Could you reproduce, from the records below, everything from the line with "Thanks for the photo. Could you please mark the exposed" down to the line with "Thanks for the photo. Could you please mark the bare", keeping both of those lines and changing nothing?

[Material shown]

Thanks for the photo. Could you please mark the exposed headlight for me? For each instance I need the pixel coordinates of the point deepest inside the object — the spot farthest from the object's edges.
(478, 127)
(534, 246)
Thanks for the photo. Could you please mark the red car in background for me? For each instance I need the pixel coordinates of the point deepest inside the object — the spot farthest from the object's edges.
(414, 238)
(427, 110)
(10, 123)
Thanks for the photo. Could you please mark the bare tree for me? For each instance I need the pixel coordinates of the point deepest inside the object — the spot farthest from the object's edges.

[/Material shown]
[Material shown]

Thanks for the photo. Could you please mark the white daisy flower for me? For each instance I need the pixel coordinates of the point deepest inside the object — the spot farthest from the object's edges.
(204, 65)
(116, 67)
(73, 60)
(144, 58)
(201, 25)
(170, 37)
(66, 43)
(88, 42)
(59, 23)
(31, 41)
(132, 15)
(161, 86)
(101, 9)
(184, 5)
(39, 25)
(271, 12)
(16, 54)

[/Material shown]
[Material shown]

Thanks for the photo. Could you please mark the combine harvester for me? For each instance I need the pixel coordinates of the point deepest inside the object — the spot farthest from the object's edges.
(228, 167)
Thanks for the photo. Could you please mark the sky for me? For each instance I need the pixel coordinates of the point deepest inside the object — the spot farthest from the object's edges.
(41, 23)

[/Material shown]

■ Response to this exercise ■
Thanks for the photo. Could you please mark the exposed headlight for me? For each instance I need the pixel coordinates of the point deepest inside the object — the spot farthest from the object's edges.
(478, 127)
(534, 246)
Thanks for the photo. Could you please mark the red car in background for me? For each instance I need the pixel coordinates of the point deepest inside the object — the spot farthest from the object's edges.
(414, 238)
(427, 110)
(10, 123)
Thanks for the photo. Could you please mark the bare tree for me? For each instance I need the pixel coordinates of the point deepest inside the object — the spot farthest from the object's edges.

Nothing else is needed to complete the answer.